Locate each line in the material below that contains the word "negative", and copy those lines out in full.

Dataset excerpts:
· · · · · · ·

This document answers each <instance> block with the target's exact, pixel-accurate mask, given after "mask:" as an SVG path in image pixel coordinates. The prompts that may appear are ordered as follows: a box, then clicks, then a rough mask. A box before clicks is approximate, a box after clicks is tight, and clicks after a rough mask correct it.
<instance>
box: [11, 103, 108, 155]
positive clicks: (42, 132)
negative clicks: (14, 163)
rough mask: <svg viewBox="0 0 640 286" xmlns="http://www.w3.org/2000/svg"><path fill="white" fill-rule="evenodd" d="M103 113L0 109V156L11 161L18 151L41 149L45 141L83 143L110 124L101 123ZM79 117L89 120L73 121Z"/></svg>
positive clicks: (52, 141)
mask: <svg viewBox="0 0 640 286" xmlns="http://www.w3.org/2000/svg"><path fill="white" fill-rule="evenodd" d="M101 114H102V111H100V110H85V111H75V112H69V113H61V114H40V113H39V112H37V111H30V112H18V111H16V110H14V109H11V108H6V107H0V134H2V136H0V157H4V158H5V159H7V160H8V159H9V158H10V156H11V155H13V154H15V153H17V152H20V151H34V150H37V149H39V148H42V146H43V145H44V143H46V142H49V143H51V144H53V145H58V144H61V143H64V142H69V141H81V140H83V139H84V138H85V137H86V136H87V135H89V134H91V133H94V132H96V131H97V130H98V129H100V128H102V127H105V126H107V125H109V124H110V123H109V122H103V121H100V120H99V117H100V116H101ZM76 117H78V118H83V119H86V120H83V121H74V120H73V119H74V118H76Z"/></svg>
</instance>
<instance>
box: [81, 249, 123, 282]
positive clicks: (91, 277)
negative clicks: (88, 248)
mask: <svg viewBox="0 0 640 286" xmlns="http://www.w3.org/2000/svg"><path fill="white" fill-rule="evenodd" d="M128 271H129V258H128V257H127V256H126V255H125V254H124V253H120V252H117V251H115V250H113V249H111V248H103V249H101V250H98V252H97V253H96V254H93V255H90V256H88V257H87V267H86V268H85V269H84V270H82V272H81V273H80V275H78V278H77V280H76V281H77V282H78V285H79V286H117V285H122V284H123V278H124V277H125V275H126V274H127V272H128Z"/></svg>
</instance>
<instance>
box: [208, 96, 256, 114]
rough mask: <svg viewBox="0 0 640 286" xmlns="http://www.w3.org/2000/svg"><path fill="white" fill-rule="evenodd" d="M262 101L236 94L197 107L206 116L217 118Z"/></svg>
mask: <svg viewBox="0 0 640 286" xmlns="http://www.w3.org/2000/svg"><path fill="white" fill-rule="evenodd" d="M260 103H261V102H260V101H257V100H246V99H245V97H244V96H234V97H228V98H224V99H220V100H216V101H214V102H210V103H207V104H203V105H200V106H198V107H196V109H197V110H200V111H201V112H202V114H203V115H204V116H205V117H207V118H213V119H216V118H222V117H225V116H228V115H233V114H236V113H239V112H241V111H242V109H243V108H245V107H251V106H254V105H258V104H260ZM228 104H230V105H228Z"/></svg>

· · · · · · ·

Task solution:
negative clicks: (14, 163)
negative clicks: (88, 248)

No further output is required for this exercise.